Try it: Reproduce the whole of the data exactly.
[Start of Attachment]
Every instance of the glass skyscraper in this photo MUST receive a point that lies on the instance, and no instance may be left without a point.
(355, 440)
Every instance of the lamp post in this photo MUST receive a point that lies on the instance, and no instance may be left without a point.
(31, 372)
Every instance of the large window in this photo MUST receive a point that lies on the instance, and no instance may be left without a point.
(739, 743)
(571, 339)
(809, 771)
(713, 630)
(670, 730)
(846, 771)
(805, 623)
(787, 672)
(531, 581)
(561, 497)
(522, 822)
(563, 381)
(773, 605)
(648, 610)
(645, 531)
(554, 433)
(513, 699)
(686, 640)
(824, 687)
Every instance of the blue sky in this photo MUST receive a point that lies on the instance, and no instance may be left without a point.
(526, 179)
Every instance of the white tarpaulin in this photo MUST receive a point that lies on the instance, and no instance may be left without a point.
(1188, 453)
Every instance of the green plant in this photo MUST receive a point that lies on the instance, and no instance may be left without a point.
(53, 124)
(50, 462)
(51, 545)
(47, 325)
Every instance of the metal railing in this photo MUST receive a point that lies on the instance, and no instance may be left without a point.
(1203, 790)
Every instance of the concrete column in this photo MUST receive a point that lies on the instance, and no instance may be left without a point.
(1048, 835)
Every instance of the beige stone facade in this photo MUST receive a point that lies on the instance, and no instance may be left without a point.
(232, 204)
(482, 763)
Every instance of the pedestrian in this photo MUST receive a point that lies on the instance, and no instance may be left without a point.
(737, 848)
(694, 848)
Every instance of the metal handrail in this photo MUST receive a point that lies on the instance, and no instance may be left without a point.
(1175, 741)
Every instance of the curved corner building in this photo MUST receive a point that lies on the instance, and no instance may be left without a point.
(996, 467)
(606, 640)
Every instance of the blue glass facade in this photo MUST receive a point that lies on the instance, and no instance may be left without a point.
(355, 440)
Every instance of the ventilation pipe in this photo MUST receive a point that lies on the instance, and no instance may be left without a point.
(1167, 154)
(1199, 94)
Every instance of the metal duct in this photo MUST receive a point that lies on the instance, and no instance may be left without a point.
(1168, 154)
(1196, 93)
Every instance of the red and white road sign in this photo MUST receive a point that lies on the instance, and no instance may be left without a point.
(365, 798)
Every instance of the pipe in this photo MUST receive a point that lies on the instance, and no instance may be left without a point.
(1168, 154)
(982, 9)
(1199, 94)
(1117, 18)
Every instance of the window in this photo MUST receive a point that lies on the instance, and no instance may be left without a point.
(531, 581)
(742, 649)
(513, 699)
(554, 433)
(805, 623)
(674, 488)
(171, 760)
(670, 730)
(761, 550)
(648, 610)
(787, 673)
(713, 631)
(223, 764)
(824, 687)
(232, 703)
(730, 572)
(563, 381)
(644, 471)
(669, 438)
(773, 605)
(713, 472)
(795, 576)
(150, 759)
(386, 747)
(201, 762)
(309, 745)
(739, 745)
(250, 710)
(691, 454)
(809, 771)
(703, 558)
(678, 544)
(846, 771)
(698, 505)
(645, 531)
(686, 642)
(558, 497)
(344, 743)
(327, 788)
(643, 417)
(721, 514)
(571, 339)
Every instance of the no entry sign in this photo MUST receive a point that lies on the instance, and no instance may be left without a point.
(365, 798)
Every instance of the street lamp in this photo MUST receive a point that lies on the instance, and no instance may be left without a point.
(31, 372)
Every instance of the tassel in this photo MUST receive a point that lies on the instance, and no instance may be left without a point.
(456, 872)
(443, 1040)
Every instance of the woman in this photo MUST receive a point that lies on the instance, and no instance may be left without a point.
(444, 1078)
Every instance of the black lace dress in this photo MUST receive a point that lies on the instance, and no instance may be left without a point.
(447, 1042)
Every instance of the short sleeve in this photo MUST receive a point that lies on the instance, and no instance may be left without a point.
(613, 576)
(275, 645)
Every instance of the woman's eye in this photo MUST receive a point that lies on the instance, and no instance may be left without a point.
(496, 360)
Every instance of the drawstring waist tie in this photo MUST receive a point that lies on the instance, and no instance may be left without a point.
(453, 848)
[End of Attachment]
Written response:
Every instance of the glass skyscraper in this photo MUST receive a point that lies on the instance, and no instance may be left without a point.
(355, 440)
Every instance of the lamp post in this photo MUST receive a point that lies on the instance, and no instance may be left without a point.
(31, 372)
Every instance of the large window in this photo MUST receive a point that lies on the instance, and no instance may be left without a point.
(739, 743)
(571, 339)
(809, 771)
(713, 630)
(670, 730)
(846, 771)
(805, 623)
(787, 672)
(531, 581)
(561, 497)
(522, 822)
(563, 381)
(773, 605)
(648, 610)
(645, 531)
(554, 433)
(513, 699)
(686, 640)
(824, 687)
Every instance of the blue sky in this photo MUST receive a point that lies on the instance, and no instance may be left without a point.
(526, 179)
Every instance of the white tarpaulin in this photo MUST receive a point that lies on the instance, and no instance may be left without a point.
(1188, 453)
Every instance of the green plant in this photo MUST receive a point that lies on the instance, and no instance may be left without a point.
(53, 124)
(50, 462)
(51, 545)
(47, 325)
Every instance of the metal railing in this photo MUST receive a point that lies on the instance, and no instance may be left without a point.
(1203, 790)
Every instance of the concrete column in this photo MUST receive a point that lies on the instance, and no instance may be left without a point.
(1048, 835)
Every instance of the beige stone facade in this photo MUST receive a point that lies on the instance, and no instance may be left without a point.
(232, 204)
(482, 763)
Every instance of the pedestrian in this photo MUST receive a point that lies on the instance, and no instance may be left without a point.
(737, 848)
(694, 848)
Every instance of the metal handrail in this photo MUST receive a point that lies on the instance, and no instance may be left without a point.
(1175, 741)
Every instance of the curved corner building in this photo MUST receive a point that lies on the instance, and no instance may be left without a point.
(996, 467)
(606, 640)
Every instance of the blue glass facade in this photo MUST receive a point that lies on the instance, and no instance may be left without a point.
(355, 440)
Every instance of the ventilation pipe in this photo MUST receive a point that lies on the instance, and no instance may be left without a point.
(1167, 154)
(1199, 94)
Every instance of the metal duct in this photo MUST receive a point that lies on the instance, and no instance may be left without a point.
(1168, 154)
(1196, 93)
Every instance of the red and white road sign in this photo MUST receive a point that lies on the instance, and no instance may be left without a point.
(365, 798)
Every instance of the pipe in this photo MUST receive a point that lies on the instance, and no instance may be left without a point.
(1168, 154)
(982, 9)
(1199, 94)
(1117, 18)
Every instance of the window in this photo MUST receive a point that lies on the instance, and no instance may be left without a point.
(531, 581)
(742, 649)
(513, 699)
(554, 433)
(805, 623)
(674, 488)
(171, 760)
(670, 730)
(761, 550)
(648, 610)
(787, 673)
(713, 631)
(223, 764)
(824, 687)
(232, 703)
(730, 572)
(563, 381)
(644, 471)
(669, 438)
(773, 605)
(713, 472)
(795, 576)
(150, 759)
(386, 747)
(201, 762)
(309, 745)
(739, 745)
(250, 710)
(691, 454)
(809, 771)
(703, 558)
(678, 544)
(846, 771)
(698, 505)
(645, 531)
(686, 642)
(558, 497)
(344, 743)
(327, 788)
(643, 417)
(721, 514)
(571, 339)
Every instance of the no entry sign in this photo MUST receive a point that lies on the instance, and no instance may be left without a point.
(365, 798)
Every instance of the street lamp in this photo MUST receive a point that lies on the instance, and no instance may be left without a point.
(31, 372)
Every instance of the tassel in this photo MUST receive a point that lies on the instance, and no instance may be left without a point.
(456, 872)
(443, 1040)
Every instance of the woman in this photo MUST receive a point that lies on the instance, and no instance may be left without a point.
(444, 1078)
Every instance of the black lace dress in this photo MUST receive a point that lies on the instance, and no instance may be left without a point.
(447, 1042)
Every instance of the short sleeve in this photo MUST receive a point that lies on the instance, and no instance may be left without a point.
(613, 576)
(275, 645)
Every instance of the woman's eye in this photo MUST receive a point that lies on the instance, and no instance may be left without a point.
(496, 360)
Every instance of the drawstring waist tie in this photo MUST receive a point that lies on the instance, and no instance may be left without a point.
(453, 848)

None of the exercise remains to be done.